## WHAT YOU ARE ASKED TO DO:
From the consumer-GPU autoresearch guide below, quote the passage starting with "RuntimeError: CUDA out" and going on through "on consumer GPUs.".

## SUPPLIED TEXT:
====================
How to Run Karpathy's Autoresearch on Consumer GPUs (RTX 4090/3090)

Mar 30, 2026

I downloaded Andrej Karpathy’s autoresearch project expecting to run automated ML experiments on my gaming PC. Then I read the documentation: “Single H100 is the benchmark machine.” That GPU costs $30,000.

But Karpathy also wrote: “designed to be adapted to lower-end hardware.” So I tried it anyway.

RuntimeError: CUDA out of memory. Tried to allocate 2.5 GiB
GPU 0 has a total capacity of 23.6 GiB
Of which 20.1 GiB is already allocated

My RTX 4090 has 24GB VRAM. The default configuration expected 80GB. Here’s how I adapted autoresearch to work on consumer GPUs.
====================
## PROVIDED INFORMATION:
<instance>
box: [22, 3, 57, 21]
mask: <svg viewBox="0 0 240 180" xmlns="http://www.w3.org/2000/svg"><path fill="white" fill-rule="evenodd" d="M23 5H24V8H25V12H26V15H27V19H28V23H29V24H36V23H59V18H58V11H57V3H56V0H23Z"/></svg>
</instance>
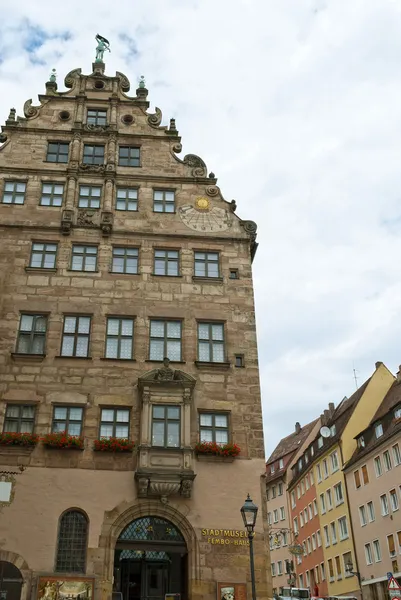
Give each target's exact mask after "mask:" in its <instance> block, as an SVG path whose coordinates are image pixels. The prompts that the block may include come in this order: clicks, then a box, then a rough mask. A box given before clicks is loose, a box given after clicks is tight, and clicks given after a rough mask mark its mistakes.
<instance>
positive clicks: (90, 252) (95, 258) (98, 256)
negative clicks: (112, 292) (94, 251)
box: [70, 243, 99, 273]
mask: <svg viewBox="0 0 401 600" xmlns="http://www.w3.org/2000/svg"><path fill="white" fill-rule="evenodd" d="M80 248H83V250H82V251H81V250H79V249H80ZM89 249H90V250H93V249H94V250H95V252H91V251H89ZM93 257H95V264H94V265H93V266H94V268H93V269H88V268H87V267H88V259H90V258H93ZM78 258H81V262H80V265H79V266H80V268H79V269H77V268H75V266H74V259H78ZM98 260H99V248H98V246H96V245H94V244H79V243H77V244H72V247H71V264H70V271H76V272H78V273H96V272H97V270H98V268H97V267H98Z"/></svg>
====================
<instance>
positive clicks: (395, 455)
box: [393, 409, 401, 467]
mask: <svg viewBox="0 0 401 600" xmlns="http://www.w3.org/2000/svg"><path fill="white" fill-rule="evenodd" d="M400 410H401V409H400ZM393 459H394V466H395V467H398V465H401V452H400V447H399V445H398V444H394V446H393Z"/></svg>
====================
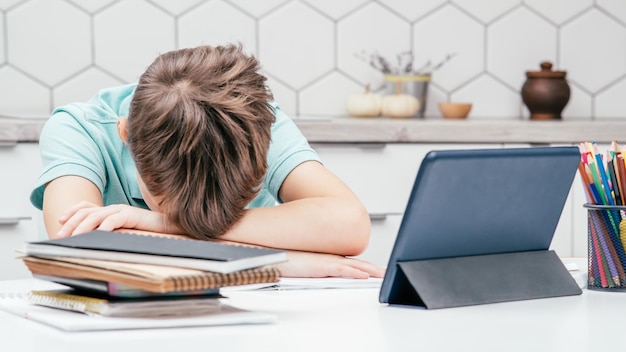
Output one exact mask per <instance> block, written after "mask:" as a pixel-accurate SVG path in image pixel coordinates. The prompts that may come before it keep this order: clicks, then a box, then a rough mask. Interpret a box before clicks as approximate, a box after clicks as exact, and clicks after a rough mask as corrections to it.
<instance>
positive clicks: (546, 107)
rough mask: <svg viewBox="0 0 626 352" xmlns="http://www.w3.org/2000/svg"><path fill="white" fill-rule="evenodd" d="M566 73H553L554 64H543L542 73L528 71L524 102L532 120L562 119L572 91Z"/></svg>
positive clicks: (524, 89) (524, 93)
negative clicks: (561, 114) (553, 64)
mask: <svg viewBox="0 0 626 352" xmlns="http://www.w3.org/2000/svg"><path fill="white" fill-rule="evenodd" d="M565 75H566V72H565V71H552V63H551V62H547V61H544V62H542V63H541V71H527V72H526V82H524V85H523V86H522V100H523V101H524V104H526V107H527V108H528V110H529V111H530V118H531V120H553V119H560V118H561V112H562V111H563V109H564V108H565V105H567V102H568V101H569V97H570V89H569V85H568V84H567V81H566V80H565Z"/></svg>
====================
## WRITTEN RESPONSE:
RuntimeError: CUDA out of memory. Tried to allocate 2.5 GiB
GPU 0 has a total capacity of 23.6 GiB
Of which 20.1 GiB is already allocated

My RTX 4090 has 24GB VRAM. The default configuration expected 80GB. Here’s how I adapted autoresearch to work on consumer GPUs.